In the lines below, find each one that contains the string "tray" and return those lines unchanged.

▸ **Data**:
= = = = = = =
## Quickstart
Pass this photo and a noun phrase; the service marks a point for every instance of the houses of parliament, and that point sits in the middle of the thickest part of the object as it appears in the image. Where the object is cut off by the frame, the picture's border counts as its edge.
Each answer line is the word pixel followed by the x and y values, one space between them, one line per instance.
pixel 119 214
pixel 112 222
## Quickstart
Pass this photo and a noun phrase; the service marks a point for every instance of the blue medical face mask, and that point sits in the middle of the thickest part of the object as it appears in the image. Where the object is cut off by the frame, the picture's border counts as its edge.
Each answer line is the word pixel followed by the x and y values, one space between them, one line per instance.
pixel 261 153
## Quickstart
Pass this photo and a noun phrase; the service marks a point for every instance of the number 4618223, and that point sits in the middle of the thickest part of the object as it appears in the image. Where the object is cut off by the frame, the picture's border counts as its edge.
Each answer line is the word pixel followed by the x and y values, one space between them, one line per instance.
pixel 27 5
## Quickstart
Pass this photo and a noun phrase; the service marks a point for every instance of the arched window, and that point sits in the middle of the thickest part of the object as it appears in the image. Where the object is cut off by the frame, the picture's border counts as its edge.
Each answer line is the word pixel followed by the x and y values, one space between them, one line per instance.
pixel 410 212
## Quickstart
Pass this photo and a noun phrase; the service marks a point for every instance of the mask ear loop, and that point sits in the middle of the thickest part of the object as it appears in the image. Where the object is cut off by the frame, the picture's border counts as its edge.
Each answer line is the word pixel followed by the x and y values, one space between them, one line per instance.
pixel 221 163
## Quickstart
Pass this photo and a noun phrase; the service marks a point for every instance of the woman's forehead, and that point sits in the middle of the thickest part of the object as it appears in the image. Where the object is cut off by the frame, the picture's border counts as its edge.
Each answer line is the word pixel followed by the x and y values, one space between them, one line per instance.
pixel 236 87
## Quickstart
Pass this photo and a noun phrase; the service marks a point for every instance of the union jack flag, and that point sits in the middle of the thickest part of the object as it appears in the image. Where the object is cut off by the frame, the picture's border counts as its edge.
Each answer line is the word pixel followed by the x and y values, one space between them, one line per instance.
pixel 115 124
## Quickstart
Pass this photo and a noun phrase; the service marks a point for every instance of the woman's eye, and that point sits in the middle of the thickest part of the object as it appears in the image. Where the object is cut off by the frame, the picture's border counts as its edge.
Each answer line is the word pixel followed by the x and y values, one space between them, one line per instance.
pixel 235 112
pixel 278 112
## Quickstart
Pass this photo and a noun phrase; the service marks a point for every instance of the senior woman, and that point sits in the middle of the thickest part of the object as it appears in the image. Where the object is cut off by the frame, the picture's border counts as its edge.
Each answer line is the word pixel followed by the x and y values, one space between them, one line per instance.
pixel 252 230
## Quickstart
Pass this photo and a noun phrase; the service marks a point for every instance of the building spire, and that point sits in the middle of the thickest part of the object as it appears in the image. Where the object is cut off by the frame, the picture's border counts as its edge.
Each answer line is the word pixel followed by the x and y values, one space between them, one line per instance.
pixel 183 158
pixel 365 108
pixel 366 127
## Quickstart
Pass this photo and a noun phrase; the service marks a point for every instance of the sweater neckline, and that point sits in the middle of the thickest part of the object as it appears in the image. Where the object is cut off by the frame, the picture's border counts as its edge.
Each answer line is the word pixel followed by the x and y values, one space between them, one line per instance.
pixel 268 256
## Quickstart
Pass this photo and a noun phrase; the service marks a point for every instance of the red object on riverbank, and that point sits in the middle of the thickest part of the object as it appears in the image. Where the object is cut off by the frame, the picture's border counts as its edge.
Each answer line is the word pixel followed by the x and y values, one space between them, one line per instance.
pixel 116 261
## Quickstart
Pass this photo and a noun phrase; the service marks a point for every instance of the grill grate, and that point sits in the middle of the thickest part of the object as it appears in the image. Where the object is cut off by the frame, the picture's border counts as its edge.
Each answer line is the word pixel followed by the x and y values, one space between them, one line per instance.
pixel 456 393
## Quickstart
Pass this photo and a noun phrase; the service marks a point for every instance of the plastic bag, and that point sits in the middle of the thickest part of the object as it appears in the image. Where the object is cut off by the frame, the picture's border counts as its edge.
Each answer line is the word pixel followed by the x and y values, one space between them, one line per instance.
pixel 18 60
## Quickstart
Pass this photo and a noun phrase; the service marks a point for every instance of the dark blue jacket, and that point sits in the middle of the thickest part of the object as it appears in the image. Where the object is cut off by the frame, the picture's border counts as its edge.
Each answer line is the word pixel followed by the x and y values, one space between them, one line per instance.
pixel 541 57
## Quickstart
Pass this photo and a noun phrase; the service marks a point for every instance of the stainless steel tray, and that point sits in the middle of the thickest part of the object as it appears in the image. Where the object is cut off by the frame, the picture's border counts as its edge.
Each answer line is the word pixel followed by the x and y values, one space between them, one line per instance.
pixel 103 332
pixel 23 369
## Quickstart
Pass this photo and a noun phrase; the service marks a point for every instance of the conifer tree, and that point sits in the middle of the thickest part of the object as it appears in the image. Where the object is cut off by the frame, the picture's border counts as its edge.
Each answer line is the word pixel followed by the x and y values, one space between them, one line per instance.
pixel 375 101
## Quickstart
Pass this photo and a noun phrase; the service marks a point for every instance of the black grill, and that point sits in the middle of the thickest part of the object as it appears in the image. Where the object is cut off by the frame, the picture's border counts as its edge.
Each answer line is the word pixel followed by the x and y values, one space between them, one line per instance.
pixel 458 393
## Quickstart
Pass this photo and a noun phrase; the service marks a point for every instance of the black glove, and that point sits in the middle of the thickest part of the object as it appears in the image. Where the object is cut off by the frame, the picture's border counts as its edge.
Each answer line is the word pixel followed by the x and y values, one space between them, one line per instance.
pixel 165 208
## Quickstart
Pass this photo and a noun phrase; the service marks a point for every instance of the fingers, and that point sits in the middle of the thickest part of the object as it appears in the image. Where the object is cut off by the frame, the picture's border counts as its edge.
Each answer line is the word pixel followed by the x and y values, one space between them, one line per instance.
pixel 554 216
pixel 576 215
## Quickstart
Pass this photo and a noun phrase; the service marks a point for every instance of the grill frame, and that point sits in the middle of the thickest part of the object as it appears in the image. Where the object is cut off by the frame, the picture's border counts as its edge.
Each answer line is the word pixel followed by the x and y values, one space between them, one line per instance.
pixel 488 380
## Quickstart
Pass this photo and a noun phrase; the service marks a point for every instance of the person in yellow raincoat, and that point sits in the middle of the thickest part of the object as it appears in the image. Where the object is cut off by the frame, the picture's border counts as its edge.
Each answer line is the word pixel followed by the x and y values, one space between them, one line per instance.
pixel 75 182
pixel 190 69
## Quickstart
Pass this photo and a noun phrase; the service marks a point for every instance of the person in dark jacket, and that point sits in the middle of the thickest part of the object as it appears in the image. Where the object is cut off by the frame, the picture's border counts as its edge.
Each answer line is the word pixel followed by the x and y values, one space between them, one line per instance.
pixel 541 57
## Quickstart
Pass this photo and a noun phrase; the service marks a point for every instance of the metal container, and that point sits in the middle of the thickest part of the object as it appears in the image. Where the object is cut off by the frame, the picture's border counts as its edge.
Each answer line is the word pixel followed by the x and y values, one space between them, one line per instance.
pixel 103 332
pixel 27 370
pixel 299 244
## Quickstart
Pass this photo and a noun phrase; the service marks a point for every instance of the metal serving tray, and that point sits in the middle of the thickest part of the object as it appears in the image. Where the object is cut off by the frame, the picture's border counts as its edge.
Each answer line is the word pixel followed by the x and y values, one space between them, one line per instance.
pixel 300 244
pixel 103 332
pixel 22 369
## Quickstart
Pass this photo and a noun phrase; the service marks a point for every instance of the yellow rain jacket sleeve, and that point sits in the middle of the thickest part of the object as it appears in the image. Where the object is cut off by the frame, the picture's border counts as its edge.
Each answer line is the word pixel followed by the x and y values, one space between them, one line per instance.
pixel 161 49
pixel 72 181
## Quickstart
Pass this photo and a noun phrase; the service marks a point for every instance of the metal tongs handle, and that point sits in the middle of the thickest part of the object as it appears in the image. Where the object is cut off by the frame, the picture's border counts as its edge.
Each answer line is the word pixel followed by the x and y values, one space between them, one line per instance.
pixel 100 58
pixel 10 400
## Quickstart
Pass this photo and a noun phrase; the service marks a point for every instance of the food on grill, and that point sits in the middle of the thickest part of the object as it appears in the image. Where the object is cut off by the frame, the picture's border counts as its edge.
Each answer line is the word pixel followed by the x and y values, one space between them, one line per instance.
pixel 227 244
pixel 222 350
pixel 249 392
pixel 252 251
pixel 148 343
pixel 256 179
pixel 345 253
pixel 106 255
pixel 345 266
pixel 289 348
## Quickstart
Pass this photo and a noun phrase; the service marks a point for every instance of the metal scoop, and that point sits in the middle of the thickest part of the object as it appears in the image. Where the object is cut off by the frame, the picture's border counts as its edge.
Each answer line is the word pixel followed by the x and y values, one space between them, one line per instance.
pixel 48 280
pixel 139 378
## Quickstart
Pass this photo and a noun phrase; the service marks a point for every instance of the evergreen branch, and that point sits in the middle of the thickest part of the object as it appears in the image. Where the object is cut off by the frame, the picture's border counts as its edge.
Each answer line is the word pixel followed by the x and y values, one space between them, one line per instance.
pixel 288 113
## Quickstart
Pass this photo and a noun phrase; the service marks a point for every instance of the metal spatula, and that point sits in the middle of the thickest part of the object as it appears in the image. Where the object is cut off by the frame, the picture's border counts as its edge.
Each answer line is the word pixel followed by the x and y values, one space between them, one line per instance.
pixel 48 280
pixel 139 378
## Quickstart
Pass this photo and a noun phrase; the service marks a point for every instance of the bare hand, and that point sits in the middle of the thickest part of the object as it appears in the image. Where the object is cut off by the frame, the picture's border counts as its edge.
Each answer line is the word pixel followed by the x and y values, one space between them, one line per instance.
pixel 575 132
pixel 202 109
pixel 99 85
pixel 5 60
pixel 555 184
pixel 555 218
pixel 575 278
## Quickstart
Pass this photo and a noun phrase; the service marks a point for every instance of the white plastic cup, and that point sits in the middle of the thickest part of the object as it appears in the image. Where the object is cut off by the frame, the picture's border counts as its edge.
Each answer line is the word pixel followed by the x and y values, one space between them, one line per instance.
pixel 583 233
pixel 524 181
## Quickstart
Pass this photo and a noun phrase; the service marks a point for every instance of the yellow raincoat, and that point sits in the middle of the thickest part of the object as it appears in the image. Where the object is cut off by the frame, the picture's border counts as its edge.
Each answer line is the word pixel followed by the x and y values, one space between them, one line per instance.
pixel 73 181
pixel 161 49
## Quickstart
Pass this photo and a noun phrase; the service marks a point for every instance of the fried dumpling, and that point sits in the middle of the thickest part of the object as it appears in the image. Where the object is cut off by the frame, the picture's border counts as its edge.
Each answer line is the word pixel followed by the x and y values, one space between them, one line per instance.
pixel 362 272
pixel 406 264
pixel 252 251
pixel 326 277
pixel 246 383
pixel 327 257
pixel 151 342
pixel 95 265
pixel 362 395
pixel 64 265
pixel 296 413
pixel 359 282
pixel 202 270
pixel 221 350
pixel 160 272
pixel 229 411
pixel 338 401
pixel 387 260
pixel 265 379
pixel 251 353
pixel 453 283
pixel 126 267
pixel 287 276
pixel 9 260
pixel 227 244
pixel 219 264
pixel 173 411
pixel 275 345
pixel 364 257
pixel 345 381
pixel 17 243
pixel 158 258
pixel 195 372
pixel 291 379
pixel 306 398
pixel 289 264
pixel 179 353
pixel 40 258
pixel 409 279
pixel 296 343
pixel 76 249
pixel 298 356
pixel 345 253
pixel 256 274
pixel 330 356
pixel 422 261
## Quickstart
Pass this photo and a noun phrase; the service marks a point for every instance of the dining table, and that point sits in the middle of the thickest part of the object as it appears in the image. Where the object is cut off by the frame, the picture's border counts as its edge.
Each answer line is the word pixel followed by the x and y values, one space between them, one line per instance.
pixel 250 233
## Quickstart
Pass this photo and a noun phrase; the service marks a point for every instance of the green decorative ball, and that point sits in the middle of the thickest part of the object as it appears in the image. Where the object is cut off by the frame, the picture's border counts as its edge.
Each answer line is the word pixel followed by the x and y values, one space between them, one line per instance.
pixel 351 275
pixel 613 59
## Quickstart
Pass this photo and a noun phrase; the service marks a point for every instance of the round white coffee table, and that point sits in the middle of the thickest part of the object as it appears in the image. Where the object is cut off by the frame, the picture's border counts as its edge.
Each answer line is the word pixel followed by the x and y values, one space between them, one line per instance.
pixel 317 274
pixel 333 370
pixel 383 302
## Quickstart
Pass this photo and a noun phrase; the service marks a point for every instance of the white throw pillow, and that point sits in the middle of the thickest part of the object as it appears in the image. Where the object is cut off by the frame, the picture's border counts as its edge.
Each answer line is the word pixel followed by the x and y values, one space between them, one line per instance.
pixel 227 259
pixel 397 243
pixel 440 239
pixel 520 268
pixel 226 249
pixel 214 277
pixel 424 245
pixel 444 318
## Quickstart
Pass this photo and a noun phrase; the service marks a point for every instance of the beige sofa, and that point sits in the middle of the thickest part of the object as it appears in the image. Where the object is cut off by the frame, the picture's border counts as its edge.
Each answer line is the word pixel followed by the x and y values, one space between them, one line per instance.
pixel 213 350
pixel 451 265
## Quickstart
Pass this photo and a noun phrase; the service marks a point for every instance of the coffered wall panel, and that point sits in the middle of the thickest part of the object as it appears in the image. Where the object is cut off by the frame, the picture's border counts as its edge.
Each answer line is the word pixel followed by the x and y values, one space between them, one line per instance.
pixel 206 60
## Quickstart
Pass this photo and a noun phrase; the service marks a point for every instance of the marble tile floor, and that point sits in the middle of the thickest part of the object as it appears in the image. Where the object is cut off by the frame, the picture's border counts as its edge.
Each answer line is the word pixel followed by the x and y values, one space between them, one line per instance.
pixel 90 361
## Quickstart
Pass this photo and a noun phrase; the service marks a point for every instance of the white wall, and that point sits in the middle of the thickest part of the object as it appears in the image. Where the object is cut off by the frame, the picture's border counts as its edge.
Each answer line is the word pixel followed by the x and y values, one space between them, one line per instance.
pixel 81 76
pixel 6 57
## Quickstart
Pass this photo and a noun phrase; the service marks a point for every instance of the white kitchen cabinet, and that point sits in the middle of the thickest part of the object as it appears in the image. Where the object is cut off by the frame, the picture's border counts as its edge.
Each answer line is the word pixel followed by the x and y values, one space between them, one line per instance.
= = = = = = =
▸ **Result of the exercise**:
Pass this photo and a noun phrase; the service marks a point for every instance of the stainless steel tray, and that point sits in the middle of the thickest part of the object as it appears in the image. Where the object is cut off by the frame, the picture's border counts as its edge.
Pass this photo and a noun phrase; the service marks a point for every instance of the metal serving tray, and that point sits in the middle of the thickest part of the object as it appears in the image. Where the object is cut off by the frame, the picture's border counts as its edge.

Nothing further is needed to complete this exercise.